Named object pointing entries
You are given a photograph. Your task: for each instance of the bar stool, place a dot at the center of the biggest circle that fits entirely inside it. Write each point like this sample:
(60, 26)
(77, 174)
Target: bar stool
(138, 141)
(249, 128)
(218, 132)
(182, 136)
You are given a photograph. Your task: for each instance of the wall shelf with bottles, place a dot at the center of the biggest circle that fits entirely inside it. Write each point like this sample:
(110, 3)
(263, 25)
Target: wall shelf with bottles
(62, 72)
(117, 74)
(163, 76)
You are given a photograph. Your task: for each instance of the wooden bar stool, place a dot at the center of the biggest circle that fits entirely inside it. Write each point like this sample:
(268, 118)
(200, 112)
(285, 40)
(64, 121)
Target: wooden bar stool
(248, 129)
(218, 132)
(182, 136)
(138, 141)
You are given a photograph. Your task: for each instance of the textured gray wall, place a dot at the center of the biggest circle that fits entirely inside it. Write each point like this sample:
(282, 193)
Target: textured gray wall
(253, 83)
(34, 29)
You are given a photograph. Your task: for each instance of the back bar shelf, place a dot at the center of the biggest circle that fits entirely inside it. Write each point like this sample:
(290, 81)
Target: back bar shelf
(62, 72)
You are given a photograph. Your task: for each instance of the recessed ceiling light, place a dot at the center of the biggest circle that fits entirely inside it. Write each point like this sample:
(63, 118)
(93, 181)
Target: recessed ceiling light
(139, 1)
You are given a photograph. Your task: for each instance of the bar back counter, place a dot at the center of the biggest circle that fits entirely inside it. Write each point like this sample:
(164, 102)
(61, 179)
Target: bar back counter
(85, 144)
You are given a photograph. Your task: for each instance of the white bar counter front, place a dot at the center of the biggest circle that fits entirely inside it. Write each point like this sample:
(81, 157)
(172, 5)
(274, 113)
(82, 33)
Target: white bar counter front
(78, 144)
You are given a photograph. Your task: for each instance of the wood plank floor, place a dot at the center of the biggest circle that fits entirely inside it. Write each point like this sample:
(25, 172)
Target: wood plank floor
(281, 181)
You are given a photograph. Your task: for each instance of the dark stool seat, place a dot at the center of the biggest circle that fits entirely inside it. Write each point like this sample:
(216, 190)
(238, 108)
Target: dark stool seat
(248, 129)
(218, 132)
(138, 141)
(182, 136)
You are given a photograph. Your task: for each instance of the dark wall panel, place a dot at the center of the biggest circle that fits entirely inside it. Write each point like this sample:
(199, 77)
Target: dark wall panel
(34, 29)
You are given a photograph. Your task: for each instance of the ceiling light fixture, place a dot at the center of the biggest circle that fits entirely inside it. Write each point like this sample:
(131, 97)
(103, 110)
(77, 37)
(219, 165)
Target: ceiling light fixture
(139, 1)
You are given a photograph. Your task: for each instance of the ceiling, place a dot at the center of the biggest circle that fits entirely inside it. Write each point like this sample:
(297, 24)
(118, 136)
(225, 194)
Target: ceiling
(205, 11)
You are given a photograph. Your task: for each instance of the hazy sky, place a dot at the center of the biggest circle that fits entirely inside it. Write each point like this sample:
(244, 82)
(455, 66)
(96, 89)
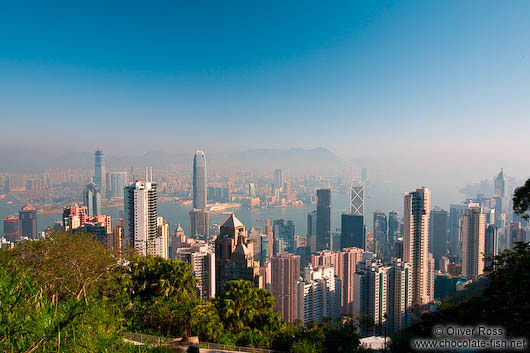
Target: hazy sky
(443, 80)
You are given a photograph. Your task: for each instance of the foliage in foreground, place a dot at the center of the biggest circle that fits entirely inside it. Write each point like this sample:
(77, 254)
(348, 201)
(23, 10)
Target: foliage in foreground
(68, 293)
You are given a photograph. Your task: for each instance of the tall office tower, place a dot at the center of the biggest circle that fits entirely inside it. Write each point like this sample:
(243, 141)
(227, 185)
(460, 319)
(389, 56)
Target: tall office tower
(28, 221)
(270, 236)
(199, 181)
(99, 171)
(490, 244)
(115, 242)
(252, 190)
(399, 299)
(344, 262)
(92, 200)
(417, 208)
(380, 235)
(438, 238)
(234, 255)
(265, 254)
(158, 246)
(357, 198)
(318, 295)
(352, 231)
(202, 261)
(199, 223)
(323, 239)
(11, 228)
(278, 179)
(500, 184)
(312, 230)
(285, 273)
(455, 214)
(516, 234)
(473, 238)
(393, 226)
(140, 215)
(118, 182)
(282, 229)
(74, 217)
(371, 296)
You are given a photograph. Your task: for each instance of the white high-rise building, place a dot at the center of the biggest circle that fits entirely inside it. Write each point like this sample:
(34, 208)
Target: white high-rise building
(158, 246)
(318, 295)
(417, 209)
(357, 198)
(199, 181)
(382, 294)
(399, 295)
(140, 215)
(202, 261)
(473, 235)
(370, 284)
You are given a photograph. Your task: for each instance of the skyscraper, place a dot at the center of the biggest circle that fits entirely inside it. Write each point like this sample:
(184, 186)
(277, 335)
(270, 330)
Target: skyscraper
(393, 226)
(278, 179)
(28, 221)
(323, 239)
(140, 215)
(202, 262)
(491, 244)
(455, 214)
(380, 234)
(285, 272)
(99, 171)
(371, 296)
(357, 198)
(199, 223)
(500, 184)
(11, 228)
(92, 200)
(312, 230)
(438, 236)
(417, 208)
(473, 241)
(344, 262)
(199, 181)
(352, 231)
(234, 255)
(118, 181)
(199, 216)
(318, 295)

◆ WHAT THE EXERCISE ASKS ◆
Quote the material word for word, dropping any images it holds.

◆ ANSWER TO THIS EXERCISE ◆
You are given a photograph. Your task: for each instance of the bar stool, place a dot at the center of the biggest circle that fits entirely inside it. Write each point like this sample:
(60, 26)
(77, 174)
Target: bar stool
(138, 141)
(249, 128)
(218, 132)
(182, 136)
You are given a photograph. Your task: for each instance of the wall shelf with bottles, place a dot at the center of the biggest circle that fits entirely inside it. Write each point like this sample:
(110, 3)
(263, 25)
Target: wall shelf with bottles
(62, 72)
(117, 74)
(163, 76)
You are given a photograph. Your task: for each instance of the wooden bar stool, place a dot at the center of the biggest circle that fits entirely inside it. Write each point like this sample:
(268, 118)
(200, 112)
(285, 40)
(64, 121)
Target: wooden bar stool
(248, 129)
(218, 132)
(182, 136)
(138, 141)
You are given a photograph. Your task: for each instance of the textured gray wall, place a dot at the center of the biggest circle that fits entirely inside it. Write each point like this sample:
(282, 193)
Target: textured gray wall
(253, 83)
(34, 29)
You are given a photograph. Your task: for each instance of the back bar shelf, place a dot at the center of the biggest circle that fits entirely inside it. Write each point like this sample:
(290, 81)
Target: back bar shelf
(62, 72)
You are given a photograph. Your task: for each instance of the recessed ceiling light, place a dot at the center of the biggest circle that fits entirely inside it. Write each point like this sample:
(63, 118)
(93, 181)
Target: recessed ceiling light
(139, 1)
You are given a photograph. Your task: for each instance of the bar back counter, place a dot at the center of the biggest circle that fits entirely inside it. Write each point like this sample:
(164, 102)
(61, 179)
Target: bar back counter
(85, 144)
You are given a photograph. Your task: for each instance of the white bar counter front, place a dot at the center of the biggest circle that fits entirely inside it. Write each point like this sample:
(81, 157)
(172, 5)
(274, 113)
(82, 33)
Target: white bar counter front
(78, 144)
You are given a photograph. Your task: for each instance of the wood plank floor, place a dot at the center of the biggest circle that fits entirely inside it. Write each point like this sample:
(25, 172)
Target: wood plank floor
(281, 181)
You are given a photograph. Your task: for each instance of the dark stool seat, place a dot at the center of the biggest circle that fits entirely inside it. Write each point like this sample:
(216, 190)
(238, 108)
Target: dark stool seat
(248, 129)
(218, 132)
(138, 141)
(182, 136)
You are given a photograph. Your task: for each instance of the dark wall panel, place a dot at the center of the biggest circle that fits entirely inside it. Write each point like this sample:
(199, 77)
Target: dark wall panel
(34, 29)
You are given a photograph. Your task: for each instance of the ceiling light fixture, place a dot at the center of the biggest circle that fits entirely inside it. Write each point like this sample:
(131, 97)
(103, 110)
(77, 37)
(219, 165)
Target: ceiling light fixture
(139, 1)
You are given a photograph. Your task: for each instance of the ceiling, place a dot at the center of the biggest circle that fits entirely inside it. Write each point like this sample:
(297, 24)
(118, 136)
(225, 194)
Target: ceiling
(205, 11)
You are given a photograph. Your task: for each instance of the hazy sky, place a dot at the center of the biggest circle that fits entirely inside it. Write each point like this sample:
(244, 82)
(455, 66)
(96, 89)
Target: hazy sky
(443, 80)
You are given a photograph. Your task: for each instance of the foliage in foreground, place a dot at the center of the biggest circle that fits entirely inside it. Write each point like this sample:
(77, 254)
(348, 201)
(23, 10)
Target: foliage in foreground
(68, 293)
You are given a photograph. Your task: for each instance of the tall office tower, place a dot at the center of the biggest circle that fits entirely inside it. Write each point like this sample:
(243, 141)
(227, 185)
(460, 319)
(389, 56)
Target: tall office tower
(28, 221)
(270, 236)
(199, 181)
(99, 171)
(490, 244)
(115, 242)
(252, 190)
(399, 299)
(344, 262)
(92, 200)
(417, 208)
(380, 235)
(438, 238)
(234, 255)
(265, 254)
(158, 246)
(357, 198)
(318, 295)
(352, 231)
(202, 261)
(199, 223)
(323, 239)
(11, 228)
(278, 179)
(500, 184)
(312, 230)
(285, 273)
(455, 214)
(516, 234)
(473, 238)
(393, 226)
(140, 215)
(118, 182)
(282, 229)
(74, 217)
(371, 296)
You are given a photograph. Your task: for each instance of the white high-rise building, place a dot at the center of the biggest circle that fits entirely inside it. Write each point like this sample:
(34, 208)
Target: white high-rise building
(158, 246)
(318, 295)
(417, 209)
(357, 198)
(199, 181)
(382, 294)
(399, 295)
(140, 215)
(202, 261)
(473, 235)
(370, 284)
You are given a photograph. Your task: for each instance of the skyscraper, place a dot at the center of the biggest circle that fits entirely inside it. Write each point like this sample:
(184, 186)
(277, 335)
(270, 330)
Target: skyscraper
(393, 226)
(278, 179)
(28, 221)
(323, 239)
(140, 215)
(202, 262)
(491, 244)
(455, 214)
(380, 234)
(285, 272)
(99, 171)
(371, 296)
(357, 198)
(199, 223)
(500, 184)
(11, 228)
(92, 200)
(312, 230)
(438, 236)
(417, 208)
(473, 241)
(344, 262)
(199, 181)
(352, 231)
(234, 255)
(118, 181)
(199, 216)
(318, 295)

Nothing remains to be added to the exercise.